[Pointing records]

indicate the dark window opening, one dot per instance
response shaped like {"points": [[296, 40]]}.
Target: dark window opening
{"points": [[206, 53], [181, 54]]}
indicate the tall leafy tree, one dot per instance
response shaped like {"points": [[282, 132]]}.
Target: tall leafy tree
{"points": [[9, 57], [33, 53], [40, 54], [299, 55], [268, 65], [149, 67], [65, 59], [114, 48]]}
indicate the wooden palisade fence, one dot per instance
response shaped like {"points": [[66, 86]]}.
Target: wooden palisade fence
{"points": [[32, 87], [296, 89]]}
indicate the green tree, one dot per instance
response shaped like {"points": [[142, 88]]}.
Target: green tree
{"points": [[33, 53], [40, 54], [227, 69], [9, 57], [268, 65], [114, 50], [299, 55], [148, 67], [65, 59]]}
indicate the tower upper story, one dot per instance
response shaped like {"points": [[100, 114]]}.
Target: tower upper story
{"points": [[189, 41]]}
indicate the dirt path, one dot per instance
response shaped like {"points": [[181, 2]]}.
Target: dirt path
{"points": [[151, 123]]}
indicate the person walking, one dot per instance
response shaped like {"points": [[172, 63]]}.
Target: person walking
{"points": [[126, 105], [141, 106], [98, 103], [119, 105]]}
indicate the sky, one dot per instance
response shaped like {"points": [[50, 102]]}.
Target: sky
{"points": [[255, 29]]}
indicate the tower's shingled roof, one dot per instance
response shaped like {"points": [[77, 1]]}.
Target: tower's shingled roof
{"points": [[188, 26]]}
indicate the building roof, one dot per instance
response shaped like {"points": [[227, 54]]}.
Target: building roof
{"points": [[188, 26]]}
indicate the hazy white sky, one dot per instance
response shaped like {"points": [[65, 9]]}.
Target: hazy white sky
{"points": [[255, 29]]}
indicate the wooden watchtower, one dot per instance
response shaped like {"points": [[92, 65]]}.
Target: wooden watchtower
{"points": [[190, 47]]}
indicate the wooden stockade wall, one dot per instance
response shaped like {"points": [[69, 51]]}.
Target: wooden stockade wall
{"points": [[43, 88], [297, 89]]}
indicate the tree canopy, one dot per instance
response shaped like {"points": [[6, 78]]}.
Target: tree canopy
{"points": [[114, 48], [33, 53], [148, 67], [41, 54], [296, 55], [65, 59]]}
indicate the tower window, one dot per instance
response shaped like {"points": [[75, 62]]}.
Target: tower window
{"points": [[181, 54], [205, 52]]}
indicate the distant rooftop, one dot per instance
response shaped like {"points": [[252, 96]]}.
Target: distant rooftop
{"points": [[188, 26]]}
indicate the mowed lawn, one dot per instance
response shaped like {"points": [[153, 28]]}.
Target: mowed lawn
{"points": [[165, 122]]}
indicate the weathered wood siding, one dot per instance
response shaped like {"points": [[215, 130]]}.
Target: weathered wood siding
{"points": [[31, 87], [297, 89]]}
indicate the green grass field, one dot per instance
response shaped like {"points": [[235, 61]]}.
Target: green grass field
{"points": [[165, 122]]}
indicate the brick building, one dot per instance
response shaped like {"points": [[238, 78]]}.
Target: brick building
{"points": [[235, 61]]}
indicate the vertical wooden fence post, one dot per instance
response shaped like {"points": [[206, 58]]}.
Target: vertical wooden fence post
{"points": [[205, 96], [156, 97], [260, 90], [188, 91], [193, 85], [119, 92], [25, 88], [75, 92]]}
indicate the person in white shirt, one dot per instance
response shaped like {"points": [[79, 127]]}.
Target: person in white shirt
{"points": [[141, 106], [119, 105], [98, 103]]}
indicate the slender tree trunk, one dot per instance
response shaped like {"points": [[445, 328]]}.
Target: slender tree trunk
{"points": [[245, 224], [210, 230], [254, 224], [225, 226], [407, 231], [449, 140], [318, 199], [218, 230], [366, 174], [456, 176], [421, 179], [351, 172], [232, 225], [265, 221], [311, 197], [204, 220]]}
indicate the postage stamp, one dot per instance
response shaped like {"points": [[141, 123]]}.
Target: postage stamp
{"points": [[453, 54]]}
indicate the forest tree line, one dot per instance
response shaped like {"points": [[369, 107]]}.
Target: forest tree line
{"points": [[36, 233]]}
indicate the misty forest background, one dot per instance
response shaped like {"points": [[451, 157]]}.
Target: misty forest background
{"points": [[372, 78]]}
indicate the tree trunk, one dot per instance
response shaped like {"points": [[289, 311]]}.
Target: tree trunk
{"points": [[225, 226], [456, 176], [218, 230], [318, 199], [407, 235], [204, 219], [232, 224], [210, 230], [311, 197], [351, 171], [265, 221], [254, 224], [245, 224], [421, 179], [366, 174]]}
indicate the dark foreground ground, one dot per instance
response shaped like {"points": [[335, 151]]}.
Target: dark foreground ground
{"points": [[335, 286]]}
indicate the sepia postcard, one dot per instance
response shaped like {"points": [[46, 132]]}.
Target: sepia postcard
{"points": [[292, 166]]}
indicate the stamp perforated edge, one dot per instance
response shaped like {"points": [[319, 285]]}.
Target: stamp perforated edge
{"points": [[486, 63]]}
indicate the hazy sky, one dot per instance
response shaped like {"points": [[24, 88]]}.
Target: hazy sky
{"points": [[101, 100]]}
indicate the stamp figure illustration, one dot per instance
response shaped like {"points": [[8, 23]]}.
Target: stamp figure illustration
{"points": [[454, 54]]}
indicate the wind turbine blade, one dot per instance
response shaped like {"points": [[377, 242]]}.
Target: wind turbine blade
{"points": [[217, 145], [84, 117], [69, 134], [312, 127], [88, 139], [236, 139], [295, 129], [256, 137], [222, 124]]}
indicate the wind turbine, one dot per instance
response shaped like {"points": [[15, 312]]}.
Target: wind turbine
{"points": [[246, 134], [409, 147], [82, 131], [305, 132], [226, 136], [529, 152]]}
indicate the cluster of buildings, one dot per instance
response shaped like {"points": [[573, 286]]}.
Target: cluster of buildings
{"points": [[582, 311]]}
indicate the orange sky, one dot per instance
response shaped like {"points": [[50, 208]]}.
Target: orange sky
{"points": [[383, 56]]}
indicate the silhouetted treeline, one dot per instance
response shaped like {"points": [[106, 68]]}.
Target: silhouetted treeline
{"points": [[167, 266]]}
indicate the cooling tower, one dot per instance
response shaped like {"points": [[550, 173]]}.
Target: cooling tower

Goal: Every entry should be printed again exactly as written.

Worked answer:
indicate the dark window opening, one dot per instance
response shaped like {"points": [[296, 40]]}.
Target: dark window opening
{"points": [[206, 53], [181, 54]]}
indicate the tall leafy tree, one dot per instance
response shaped like {"points": [[282, 132]]}.
Target: tall leafy tree
{"points": [[9, 57], [33, 53], [40, 54], [299, 55], [268, 65], [149, 67], [65, 59], [114, 48]]}
indicate the wooden palisade fence, one dot per instance
response shaped like {"points": [[66, 86]]}.
Target: wooden palisade fence
{"points": [[32, 87], [296, 89]]}
indicate the green tree, one dot per instance
response shaped like {"points": [[142, 88]]}.
Target: green tree
{"points": [[33, 53], [40, 54], [227, 69], [9, 57], [268, 65], [114, 50], [299, 55], [148, 67], [65, 59]]}
indicate the tower upper story, one dot per instance
response shaped like {"points": [[100, 114]]}.
Target: tower upper story
{"points": [[189, 41]]}
indicate the dirt path, one dot per instance
response shaped like {"points": [[181, 2]]}.
Target: dirt path
{"points": [[151, 123]]}
indicate the person walking, one dot per instance
response shaped like {"points": [[172, 63]]}.
Target: person walking
{"points": [[126, 105], [141, 106], [98, 103], [119, 105]]}
indicate the sky, one dot per instance
response shaped like {"points": [[50, 102]]}.
Target: sky
{"points": [[255, 29]]}
indicate the tower's shingled roof, one dot per instance
response shaped like {"points": [[77, 1]]}.
Target: tower's shingled roof
{"points": [[188, 26]]}
indicate the building roof, one dot per instance
response shaped like {"points": [[227, 54]]}.
Target: building roof
{"points": [[188, 26]]}
indicate the hazy white sky, one dot per instance
response shaped like {"points": [[65, 9]]}.
Target: hazy white sky
{"points": [[255, 29]]}
indicate the wooden watchtower, one dot per instance
response shaped like {"points": [[92, 65]]}.
Target: wooden watchtower
{"points": [[190, 47]]}
indicate the wooden stockade wall, one dot per instance
response shaped like {"points": [[69, 51]]}.
Target: wooden stockade wall
{"points": [[43, 88], [297, 89]]}
indicate the tree canopy, one dot per instance
response shaped like {"points": [[6, 78]]}.
Target: tree canopy
{"points": [[114, 48], [33, 53], [148, 67], [41, 54], [296, 55], [65, 59]]}
indicate the tower window, one dot per instance
response shaped like {"points": [[75, 62]]}.
Target: tower window
{"points": [[181, 54], [205, 52]]}
indicate the distant rooftop, one dot per instance
response shaped like {"points": [[252, 96]]}.
Target: distant rooftop
{"points": [[188, 26]]}
indicate the mowed lawn, one dot per instance
response shaped like {"points": [[153, 28]]}.
Target: mowed lawn
{"points": [[165, 122]]}
indicate the weathered wood siding, one dot per instance
response shaped like {"points": [[215, 130]]}.
Target: weathered wood siding
{"points": [[31, 87], [297, 89]]}
indicate the green grass field, one dot per instance
response shaped like {"points": [[235, 61]]}.
Target: green grass field
{"points": [[165, 122]]}
indicate the brick building, one dot per instance
response shaped like {"points": [[238, 78]]}.
Target: brick building
{"points": [[235, 61]]}
indicate the vertical wooden fence post, one dot per instance
response shaped like {"points": [[206, 58]]}.
Target: vertical wooden fence post
{"points": [[205, 96], [156, 97], [260, 90], [188, 91], [193, 85], [119, 92], [25, 88], [75, 92]]}
indicate the person in white shirt, one dot per instance
response shaped like {"points": [[79, 127]]}.
Target: person in white shirt
{"points": [[141, 106], [119, 105], [98, 103]]}
indicate the slender tree trunk, one dot per instance
response shaped like {"points": [[445, 328]]}.
Target: slender tree trunk
{"points": [[245, 224], [210, 230], [254, 224], [225, 226], [407, 231], [449, 140], [318, 199], [218, 230], [366, 174], [456, 176], [421, 179], [351, 172], [232, 225], [265, 221], [311, 197], [204, 220]]}
indicate the postage stamp, one dot per instance
response shaped like {"points": [[141, 123]]}.
Target: postage stamp
{"points": [[453, 54]]}
indicate the forest tree line, one dot per instance
response shaped like {"points": [[369, 107]]}.
Target: forest tree line
{"points": [[36, 233]]}
indicate the misty forest background, one dot per instance
response shaped like {"points": [[451, 157]]}.
Target: misty forest background
{"points": [[372, 78]]}
indicate the tree trunk, one dot per instance
response shaped like {"points": [[289, 311]]}.
Target: tree trunk
{"points": [[225, 226], [456, 176], [218, 230], [318, 199], [407, 235], [204, 219], [232, 224], [210, 230], [311, 197], [351, 171], [265, 221], [254, 224], [245, 224], [421, 179], [366, 174]]}
indicate the dark foreground ground, one dot per instance
response shaped like {"points": [[335, 151]]}.
Target: dark foreground ground
{"points": [[335, 286]]}
indicate the sepia postcard, one dot per instance
response shaped like {"points": [[46, 132]]}.
Target: sepia postcard
{"points": [[292, 166]]}
indicate the stamp perforated edge, one dot per instance
response shaped like {"points": [[319, 285]]}.
Target: stamp perforated edge
{"points": [[486, 63]]}
indicate the hazy sky, one dot per instance
response shaped like {"points": [[24, 88]]}.
Target: hazy sky
{"points": [[101, 100]]}
indicate the stamp figure illustration, one dot per instance
response shaped like {"points": [[8, 23]]}.
Target: stamp figure illustration
{"points": [[454, 54]]}
indicate the wind turbine blade, one dot per instance
response shaped like {"points": [[377, 242]]}.
Target: wind turbine blade
{"points": [[217, 145], [84, 117], [69, 134], [312, 127], [88, 139], [236, 139], [295, 129], [256, 137], [222, 124]]}
indicate the wind turbine, one dot per instance
response shaped like {"points": [[15, 312]]}.
Target: wind turbine
{"points": [[246, 134], [409, 147], [82, 131], [305, 132], [226, 136], [529, 152]]}
indicate the cluster of buildings, one dot per instance
response shaped like {"points": [[573, 286]]}.
Target: cluster of buildings
{"points": [[582, 311]]}
indicate the orange sky, one dot per instance
response shaped like {"points": [[50, 208]]}.
Target: orange sky
{"points": [[383, 56]]}
indicate the silhouetted treeline, one dot per instance
response shaped like {"points": [[106, 68]]}.
Target: silhouetted treeline
{"points": [[167, 266]]}
indicate the cooling tower, one dot per instance
response shaped like {"points": [[550, 173]]}.
Target: cooling tower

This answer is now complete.